[Mesa-dev] [PATCH 1/2] glsl: Implement a SSBO load optimization pass

Tue Oct 20 04:18:05 PDT 2015

Iago Toral <itoral at igalia.com> writes:

> On Tue, 2015-10-20 at 13:22 +0300, Francisco Jerez wrote:
>> Iago Toral Quiroga <itoral at igalia.com> writes:
>> 
>> > This allows us to re-use the results of previous ssbo loads in situations
>> > that are safe (i.e. when there are no stores, atomic operations or
>> > memory barriers in between).
>> >
>> > This is particularly useful for things like matrix multiplications, where
>> > for a mat4 buffer variable we cut the number of loads from 16 (4 reads of
>> > each column) down to 4 (1 read of each column).
>> >
>> > The pass can only cache ssbo loads that involve constant blocks and
>> > offsets, but could be extended to compare sub-expressions for these
>> > as well, similar to a CSE pass.
>> >
>> > The way the cache works is simple: ssbo loads with constant block/offset
>> > are included in a cache as they are seen. Stores invalidate cache entries.
>> > Stores with non-constant offset invalidate all cached loads for the block
>> > and stores with non-constant block invalidate all cache entries. There is
>> > room to improve this by using the actual variable name we are accessing to
>> > limit the entries that should be invalidated. We also need to invalidate
>> > cache entries when we exit the block in which they have been defined
>> > (i.e. inside if/else blocks or loops).
>> >
>> > The cache optimization is built as a separate pass, instead of merging it
>> > inside the lower_ubo_reference pass for a number of reasons:
>> >
>> > 1) The way we process assignments in visitors is that the LHS is
>> > processed before the RHS. This creates a problem for an optimization
>> > such as this when we do things like a = a + 1, since we would see the
>> > store before the read when the actual execution order is reversed.
>> > This could be fixed by re-implementing the logic in the visit_enter
>> > method for ir_assignment in lower_ubo_reference and then returning
>> > visit_continue_with_parent.
>> >
>> > 2) Some writes/reads need to be split into multiple smaller
>> > writes/reads, and we need to handle caching for each one. This happens
>> > deep inside the code that handles the lowering and some
>> > of the information we need to do this is not available. This could also
>> > be fixed by passing more data into the corresponding functions or by
>> > making this data available as class members, but the current implementation
>> > is already complex enough and  this would only contribute to the complexity.

### Material provided
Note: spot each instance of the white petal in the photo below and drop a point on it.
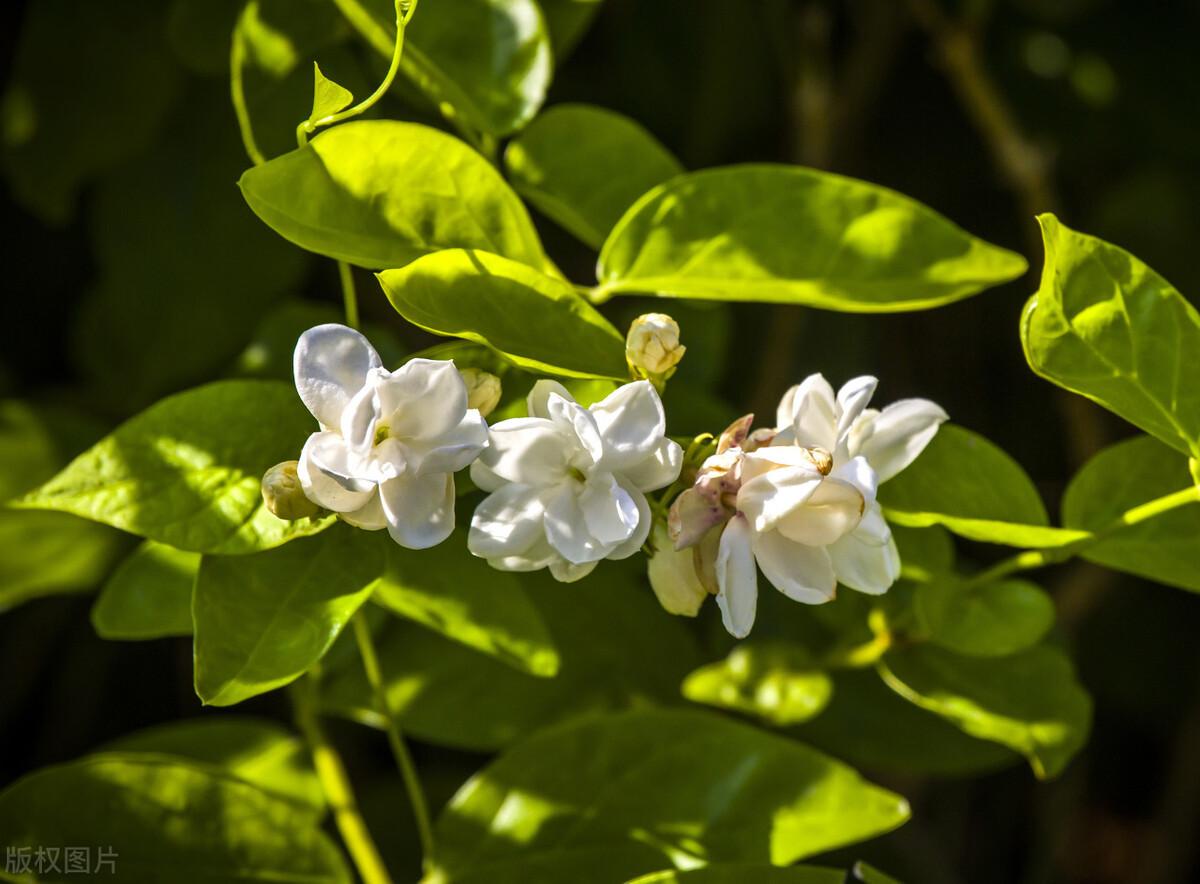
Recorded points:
(864, 565)
(538, 397)
(450, 451)
(833, 511)
(507, 522)
(528, 450)
(424, 398)
(419, 509)
(815, 414)
(328, 476)
(737, 578)
(774, 495)
(893, 438)
(659, 469)
(803, 573)
(330, 365)
(633, 424)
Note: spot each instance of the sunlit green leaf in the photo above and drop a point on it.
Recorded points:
(187, 470)
(149, 595)
(772, 680)
(970, 486)
(255, 750)
(263, 620)
(533, 319)
(168, 819)
(1164, 548)
(1029, 702)
(583, 167)
(796, 235)
(737, 794)
(381, 193)
(1107, 326)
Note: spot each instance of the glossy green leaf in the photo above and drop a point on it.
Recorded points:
(1029, 702)
(187, 470)
(149, 595)
(583, 167)
(255, 750)
(738, 794)
(773, 680)
(168, 819)
(796, 235)
(485, 64)
(263, 620)
(467, 601)
(381, 193)
(967, 485)
(533, 319)
(1165, 548)
(57, 131)
(617, 649)
(984, 621)
(1107, 326)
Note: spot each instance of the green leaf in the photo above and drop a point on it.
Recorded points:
(984, 621)
(168, 819)
(328, 97)
(795, 235)
(1164, 548)
(187, 470)
(535, 320)
(381, 193)
(255, 750)
(583, 167)
(57, 132)
(1029, 702)
(485, 64)
(263, 620)
(617, 649)
(738, 794)
(467, 601)
(1107, 326)
(773, 680)
(970, 486)
(149, 595)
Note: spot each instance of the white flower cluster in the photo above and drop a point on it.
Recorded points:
(567, 486)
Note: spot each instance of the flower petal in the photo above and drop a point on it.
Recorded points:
(833, 510)
(893, 438)
(330, 365)
(507, 522)
(804, 573)
(737, 578)
(419, 509)
(864, 565)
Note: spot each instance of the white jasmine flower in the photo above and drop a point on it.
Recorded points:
(389, 442)
(568, 483)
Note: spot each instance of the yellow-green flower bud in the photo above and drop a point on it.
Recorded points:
(652, 347)
(483, 390)
(283, 495)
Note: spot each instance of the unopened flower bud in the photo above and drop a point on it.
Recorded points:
(283, 495)
(653, 347)
(483, 390)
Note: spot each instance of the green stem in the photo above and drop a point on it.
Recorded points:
(399, 749)
(1032, 559)
(336, 786)
(349, 295)
(309, 126)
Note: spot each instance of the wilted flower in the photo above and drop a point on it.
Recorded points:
(389, 442)
(568, 482)
(652, 347)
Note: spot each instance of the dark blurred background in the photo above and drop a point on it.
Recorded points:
(132, 269)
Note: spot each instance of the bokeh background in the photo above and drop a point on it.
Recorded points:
(132, 269)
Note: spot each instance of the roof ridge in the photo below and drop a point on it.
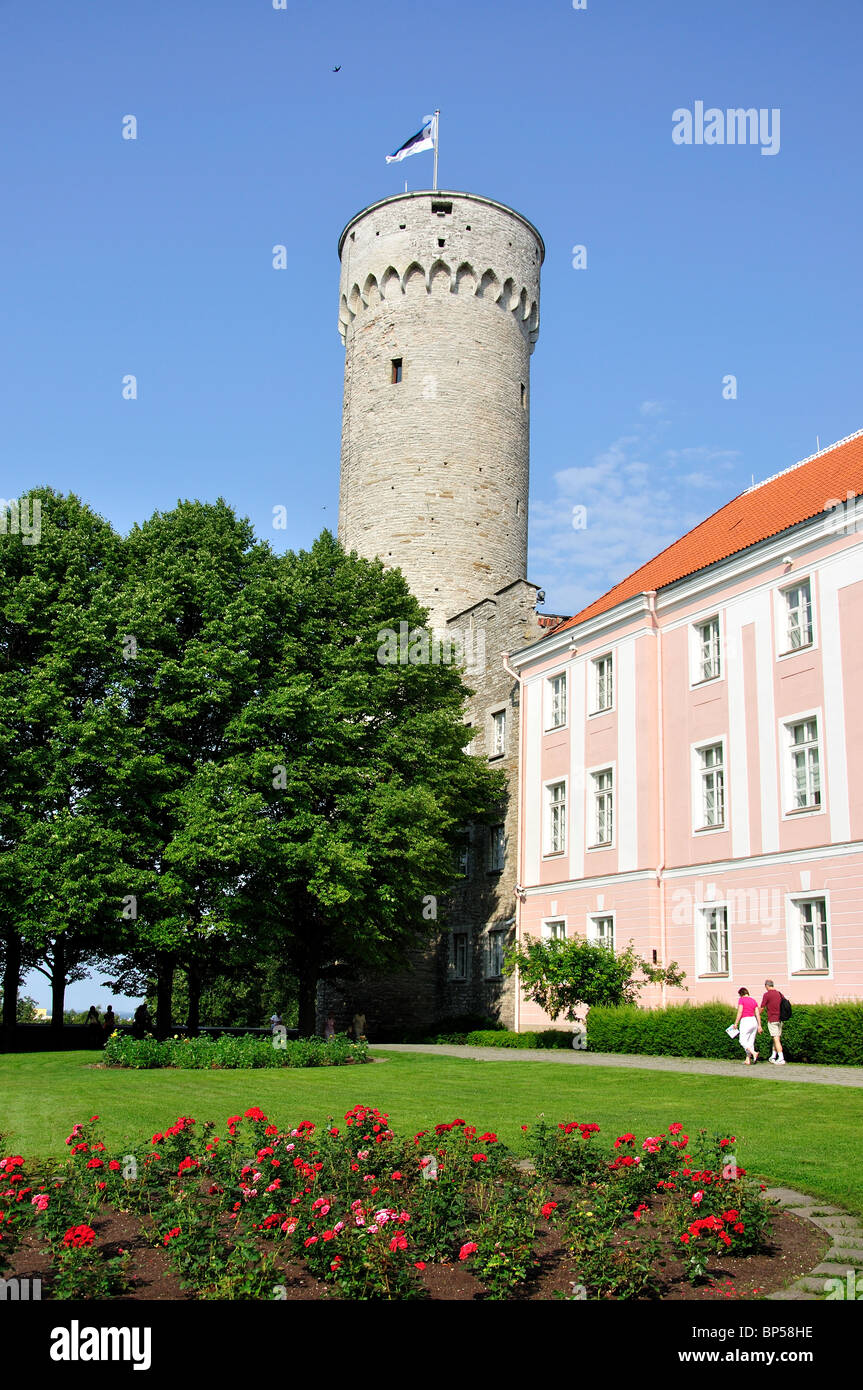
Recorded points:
(801, 462)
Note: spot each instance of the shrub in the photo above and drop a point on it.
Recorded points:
(820, 1033)
(228, 1051)
(548, 1039)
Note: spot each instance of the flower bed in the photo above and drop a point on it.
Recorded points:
(355, 1211)
(243, 1051)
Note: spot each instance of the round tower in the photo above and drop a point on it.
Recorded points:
(439, 312)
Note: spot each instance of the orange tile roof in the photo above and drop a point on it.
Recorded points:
(763, 510)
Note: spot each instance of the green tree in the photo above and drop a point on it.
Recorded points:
(199, 626)
(59, 660)
(559, 975)
(330, 824)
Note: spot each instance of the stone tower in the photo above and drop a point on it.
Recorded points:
(439, 313)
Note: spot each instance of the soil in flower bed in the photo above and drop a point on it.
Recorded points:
(795, 1248)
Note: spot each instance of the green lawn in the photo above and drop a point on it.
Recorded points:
(796, 1134)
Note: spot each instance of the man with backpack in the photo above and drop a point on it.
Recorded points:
(778, 1009)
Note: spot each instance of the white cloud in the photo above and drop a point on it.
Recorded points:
(638, 499)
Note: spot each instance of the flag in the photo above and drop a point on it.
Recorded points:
(424, 139)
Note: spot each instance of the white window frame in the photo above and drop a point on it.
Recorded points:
(595, 660)
(785, 724)
(794, 931)
(591, 773)
(494, 716)
(592, 934)
(546, 818)
(549, 702)
(696, 749)
(492, 845)
(500, 934)
(696, 676)
(781, 617)
(453, 958)
(702, 962)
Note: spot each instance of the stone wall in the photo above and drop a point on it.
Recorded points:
(435, 464)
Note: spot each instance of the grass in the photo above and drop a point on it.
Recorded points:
(794, 1134)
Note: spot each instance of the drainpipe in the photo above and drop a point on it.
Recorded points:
(660, 741)
(505, 658)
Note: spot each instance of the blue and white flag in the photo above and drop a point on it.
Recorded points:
(424, 139)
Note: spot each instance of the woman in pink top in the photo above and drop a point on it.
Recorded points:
(749, 1020)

### Task goal
Translate this sentence from the SSBO patch message into Spanish: "The pass can only cache ssbo loads that involve constant blocks and offsets, but could be extended to compare sub-expressions for these as well, similar to a CSE pass."

### Response for this exercise
El pase solo puede almacenar en caché las cargas de ssbo que involucran bloques y desplazamientos constantes, pero podría ampliarse para comparar también subexpresiones para estos, de forma similar a un pase de CSE.